- _Trecho_:
——————————

Embora eu não assista a novelas já há muitos anos nem me interesse pelo assunto, por algum motivo um desses algoritmos da internet me fez chegar a seguinte notícia: “Axilas: Depilação de Juma Marruá em Pantanal repercute nas redes. Entenda.”

(A propósito, acho muito esquisita essa mania de terminar os títulos das matérias com a palavra “Entenda”. O leitor, por acaso, é imbecil? É óbvio que ele pretende entender o que vai ler, não? Mas quem dera o problema do jornalismo que se pratica hoje fossem só os modismos e vícios de linguagem...)

Pois bem, segundo entendi, na semana passada a mocinha da novela “Pantanal” – a tal Juma, interpretada pela bonita atriz Alanis Guillen (ainda se pode escrever que uma atriz é bonita?) – protagonizou uma aguardada cena de amor, mas esta acabou incomodando muito a lacrosfera. Por quê? Porque ela teve a ousadia, o atrevimento de aparecer em cena com... as axilas depiladas, vejam vocês!

——————————

(Dados de segmentação)
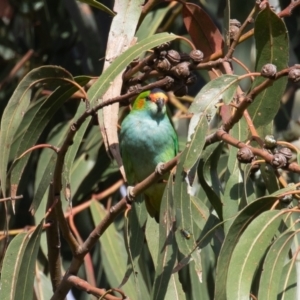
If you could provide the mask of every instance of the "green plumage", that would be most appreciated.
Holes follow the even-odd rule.
[[[166,99],[160,89],[141,93],[122,123],[121,154],[129,185],[144,180],[158,163],[165,163],[178,153],[177,135],[166,114]],[[160,181],[144,192],[147,210],[157,221],[165,186]]]

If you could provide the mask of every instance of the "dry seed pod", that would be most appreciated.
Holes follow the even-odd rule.
[[[177,97],[183,97],[188,93],[188,88],[185,84],[182,84],[174,90],[174,95]]]
[[[229,37],[231,40],[233,40],[236,36],[236,34],[239,32],[239,28],[235,25],[229,26]]]
[[[180,61],[190,61],[190,56],[189,54],[185,53],[185,52],[180,52]]]
[[[251,161],[254,158],[253,152],[248,147],[240,148],[236,156],[240,163],[245,163],[245,164],[251,163]]]
[[[154,48],[154,51],[156,52],[161,52],[164,50],[168,50],[170,48],[171,43],[170,42],[165,42],[157,47]]]
[[[171,64],[166,58],[156,60],[154,66],[159,72],[167,72],[171,69]]]
[[[274,78],[277,72],[277,67],[273,64],[266,64],[261,69],[261,76],[266,78]]]
[[[289,203],[291,203],[293,201],[293,194],[284,195],[279,200],[280,200],[280,202],[289,204]]]
[[[174,80],[174,78],[171,77],[171,76],[166,76],[165,78],[168,79],[168,82],[167,82],[166,85],[165,85],[165,90],[169,91],[169,90],[171,90],[171,89],[174,87],[174,85],[175,85],[175,80]]]
[[[200,50],[192,50],[190,52],[190,58],[193,61],[193,63],[198,64],[203,60],[204,54]]]
[[[190,66],[189,62],[183,61],[182,63],[179,63],[177,66],[174,66],[171,69],[171,72],[173,75],[175,75],[178,78],[187,78],[191,74],[189,66]]]
[[[169,62],[172,65],[178,64],[181,59],[179,52],[177,52],[176,50],[173,50],[173,49],[171,49],[167,52],[166,58],[169,60]]]
[[[236,27],[240,28],[242,26],[242,24],[237,19],[230,19],[229,26],[236,26]]]
[[[274,135],[266,135],[264,140],[264,147],[266,149],[273,149],[277,146],[277,140]]]
[[[289,71],[288,78],[293,82],[300,81],[300,69],[293,68]]]
[[[291,159],[293,157],[293,152],[290,148],[282,147],[278,150],[278,153],[283,154],[287,160]]]
[[[193,85],[194,83],[197,82],[197,76],[193,73],[190,74],[189,77],[185,80],[186,85]]]
[[[275,168],[282,168],[287,165],[287,159],[286,157],[281,153],[276,153],[273,155],[273,159],[271,161],[271,164]]]

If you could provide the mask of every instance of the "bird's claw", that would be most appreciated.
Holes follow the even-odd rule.
[[[135,194],[133,192],[133,186],[128,186],[127,187],[127,198],[129,200],[129,202],[132,202],[135,198]]]
[[[163,171],[164,171],[164,168],[165,168],[165,164],[160,162],[157,164],[157,166],[155,167],[155,173],[159,174],[159,175],[162,175],[163,174]]]

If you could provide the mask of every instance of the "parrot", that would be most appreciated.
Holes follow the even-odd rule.
[[[129,187],[143,181],[178,153],[178,137],[166,113],[167,94],[155,88],[142,92],[124,118],[120,150]],[[144,192],[147,211],[159,222],[160,203],[169,174]],[[127,189],[129,197],[130,189]],[[132,187],[131,187],[132,188]]]

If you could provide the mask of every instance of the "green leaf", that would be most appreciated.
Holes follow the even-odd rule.
[[[282,212],[267,211],[255,218],[244,231],[232,253],[228,268],[226,287],[228,299],[249,299],[255,271],[281,220]]]
[[[146,299],[147,296],[150,299],[150,295],[145,293],[146,287],[144,287],[144,291],[142,291],[144,281],[141,280],[142,277],[137,270],[138,261],[145,241],[147,217],[148,213],[144,197],[139,195],[131,206],[129,218],[125,219],[125,245],[128,252],[128,263],[127,271],[122,281],[123,285],[128,280],[129,276],[131,274],[133,275],[138,299]]]
[[[34,278],[34,290],[38,300],[48,300],[53,296],[51,281],[40,270],[36,273]]]
[[[88,99],[90,100],[90,103],[93,105],[97,104],[96,100],[98,98],[101,98],[105,94],[105,92],[107,91],[113,80],[116,78],[116,76],[118,76],[120,72],[122,72],[122,70],[124,70],[134,58],[138,57],[143,52],[151,48],[154,48],[164,42],[171,41],[176,38],[178,37],[173,34],[159,33],[140,41],[139,43],[135,44],[134,46],[126,50],[124,53],[119,55],[89,89]],[[79,106],[74,120],[77,120],[85,112],[85,110],[85,106]],[[75,134],[72,147],[69,148],[66,154],[63,176],[64,186],[70,183],[70,172],[72,164],[74,162],[78,149],[82,143],[82,139],[84,137],[89,123],[90,119],[86,119],[83,122],[83,124]]]
[[[90,209],[96,226],[103,220],[106,211],[103,206],[96,201],[92,201]],[[116,230],[115,225],[112,224],[102,234],[100,242],[101,258],[106,278],[110,286],[117,287],[126,272],[127,253],[124,251],[124,239]],[[136,299],[135,285],[131,278],[122,287],[122,290],[130,298]]]
[[[248,206],[242,209],[234,218],[234,221],[232,222],[228,230],[228,233],[225,237],[224,243],[219,254],[215,281],[216,300],[227,299],[226,284],[228,278],[228,266],[231,262],[233,251],[238,243],[240,236],[242,235],[243,231],[247,228],[249,223],[262,212],[270,209],[276,200],[276,196],[268,196],[257,199],[256,201],[251,202]]]
[[[57,66],[43,66],[30,71],[19,83],[11,96],[1,119],[0,147],[0,180],[2,192],[6,197],[6,176],[10,148],[14,135],[22,122],[23,115],[30,101],[29,90],[37,83],[53,80],[72,80],[72,76],[65,69]]]
[[[70,124],[58,124],[53,128],[50,133],[47,143],[60,147],[63,143],[67,132],[69,131]],[[49,187],[51,180],[53,179],[54,168],[56,163],[57,154],[50,149],[43,149],[38,160],[36,168],[36,177],[35,177],[35,192],[33,196],[32,203],[30,205],[30,212],[35,215],[36,211],[40,207],[40,204],[43,200],[45,192]],[[46,199],[40,207],[40,213],[35,216],[36,222],[39,222],[45,214],[46,209]]]
[[[195,196],[190,196],[190,201],[192,206],[192,218],[198,228],[203,229],[209,217],[209,210],[207,206]]]
[[[43,220],[33,232],[18,234],[9,244],[3,260],[1,299],[32,299],[36,258]]]
[[[218,176],[218,161],[223,149],[222,143],[214,143],[206,147],[200,159],[197,174],[201,187],[205,191],[209,202],[216,210],[220,220],[222,216],[222,186]]]
[[[78,0],[79,2],[82,3],[86,3],[89,4],[90,6],[96,7],[106,13],[108,13],[109,15],[111,15],[112,17],[114,17],[116,15],[115,12],[113,12],[112,10],[110,10],[108,7],[106,7],[104,4],[96,1],[96,0]]]
[[[267,163],[260,164],[261,177],[266,185],[266,188],[270,194],[280,189],[277,177],[274,172],[274,168]]]
[[[233,129],[231,135],[239,141],[244,141],[248,134],[248,127],[245,119],[241,119]],[[230,219],[239,211],[239,206],[244,197],[243,171],[237,160],[238,148],[229,146],[229,155],[227,163],[227,173],[225,176],[225,189],[223,197],[223,218]],[[228,231],[233,219],[224,224],[225,233]]]
[[[75,82],[80,86],[84,86],[89,82],[89,80],[90,77],[81,76],[77,77]],[[24,135],[20,137],[19,147],[16,152],[17,157],[37,143],[41,133],[45,129],[46,125],[53,119],[58,109],[61,108],[65,101],[69,99],[77,90],[78,87],[74,86],[74,84],[67,83],[58,87],[48,98],[45,99],[45,101],[43,101],[39,109],[36,110],[35,114],[31,115],[32,119],[30,120]],[[20,126],[22,126],[22,123]],[[17,191],[17,187],[29,157],[30,155],[26,155],[14,163],[10,179],[12,196],[15,196],[14,193]]]
[[[185,163],[188,149],[181,153],[179,163],[176,168],[175,183],[174,183],[174,206],[176,209],[176,241],[178,248],[183,255],[188,255],[194,248],[194,232],[193,232],[193,219],[192,219],[192,206],[190,195],[188,194],[188,176],[184,172],[183,165]],[[172,177],[172,176],[170,176]],[[188,231],[191,238],[185,238],[182,234],[183,231]]]
[[[284,262],[288,258],[294,231],[287,231],[273,243],[263,264],[258,299],[277,299]]]
[[[274,64],[280,71],[287,67],[289,59],[289,43],[286,26],[272,9],[267,6],[261,11],[255,21],[254,37],[256,42],[257,72],[265,64]],[[257,77],[252,88],[258,86],[266,79]],[[276,80],[271,87],[260,93],[248,108],[255,127],[269,124],[277,114],[282,94],[287,84],[287,77]]]
[[[281,271],[281,280],[279,286],[279,294],[277,299],[290,300],[297,299],[297,270],[295,260],[291,259]]]
[[[195,97],[189,112],[194,113],[188,133],[188,154],[184,168],[190,170],[201,156],[208,131],[208,119],[216,114],[217,104],[229,103],[238,86],[238,76],[223,75],[206,84]]]
[[[173,176],[170,176],[160,207],[160,220],[165,221],[159,223],[159,251],[155,263],[155,278],[151,293],[151,299],[153,300],[165,299],[176,260],[172,186]],[[150,243],[151,241],[148,242]]]
[[[183,300],[185,293],[182,289],[178,274],[172,274],[164,300]]]

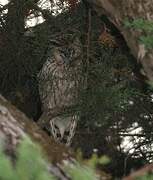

——————————

- _Problema proposto_:
Transcreva literalmente o trecho do texto sobre a novela que vai de "(A propósito, acho" até "depiladas, vejam vocês!".

- _Resultado_:
(A propósito, acho muito esquisita essa mania de terminar os títulos das matérias com a palavra “Entenda”. O leitor, por acaso, é imbecil? É óbvio que ele pretende entender o que vai ler, não? Mas quem dera o problema do jornalismo que se pratica hoje fossem só os modismos e vícios de linguagem...)

Pois bem, segundo entendi, na semana passada a mocinha da novela “Pantanal” – a tal Juma, interpretada pela bonita atriz Alanis Guillen (ainda se pode escrever que uma atriz é bonita?) – protagonizou uma aguardada cena de amor, mas esta acabou incomodando muito a lacrosfera. Por quê? Porque ela teve a ousadia, o atrevimento de aparecer em cena com... as axilas depiladas, vejam vocês!